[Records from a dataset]
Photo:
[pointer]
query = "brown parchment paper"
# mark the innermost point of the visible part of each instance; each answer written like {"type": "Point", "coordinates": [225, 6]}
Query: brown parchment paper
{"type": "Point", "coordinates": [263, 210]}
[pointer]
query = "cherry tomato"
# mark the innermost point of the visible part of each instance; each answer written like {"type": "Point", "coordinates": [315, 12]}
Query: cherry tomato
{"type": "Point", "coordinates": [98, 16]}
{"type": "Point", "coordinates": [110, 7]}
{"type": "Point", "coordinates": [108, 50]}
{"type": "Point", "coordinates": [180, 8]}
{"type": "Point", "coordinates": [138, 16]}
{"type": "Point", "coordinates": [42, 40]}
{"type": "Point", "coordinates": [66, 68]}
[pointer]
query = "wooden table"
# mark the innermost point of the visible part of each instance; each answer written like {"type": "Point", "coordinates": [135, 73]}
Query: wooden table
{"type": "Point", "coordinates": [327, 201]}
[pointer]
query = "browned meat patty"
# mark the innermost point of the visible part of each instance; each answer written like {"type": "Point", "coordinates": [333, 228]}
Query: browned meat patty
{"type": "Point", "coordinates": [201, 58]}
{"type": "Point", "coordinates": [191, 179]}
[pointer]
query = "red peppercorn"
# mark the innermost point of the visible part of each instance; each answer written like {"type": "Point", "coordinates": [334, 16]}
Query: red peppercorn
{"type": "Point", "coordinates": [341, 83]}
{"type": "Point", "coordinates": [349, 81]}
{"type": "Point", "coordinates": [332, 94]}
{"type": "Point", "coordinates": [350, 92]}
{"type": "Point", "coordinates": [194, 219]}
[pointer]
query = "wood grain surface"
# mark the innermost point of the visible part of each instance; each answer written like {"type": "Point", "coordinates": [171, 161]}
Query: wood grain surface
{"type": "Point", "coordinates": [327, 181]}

**Directive:** Pick out and copy each line of the items above that contains the word "visible", treating uppercase and lowercase letters as distinct.

**Reply:**
# mark the innermost point of the visible part of each instance; each answer written like {"type": "Point", "coordinates": [225, 6]}
# mark the innermost point of the visible part of each instance; each answer written like {"type": "Point", "coordinates": [315, 12]}
# mark the innermost point of the visible part of each instance; each answer written like {"type": "Point", "coordinates": [135, 73]}
# mark the innermost point of the visible part of each instance; each answer written like {"type": "Point", "coordinates": [333, 228]}
# mark the innermost point of the visible part of each instance; each answer written like {"type": "Point", "coordinates": [334, 16]}
# mark the innermost point of the visible part of each instance; each answer written like {"type": "Point", "coordinates": [171, 161]}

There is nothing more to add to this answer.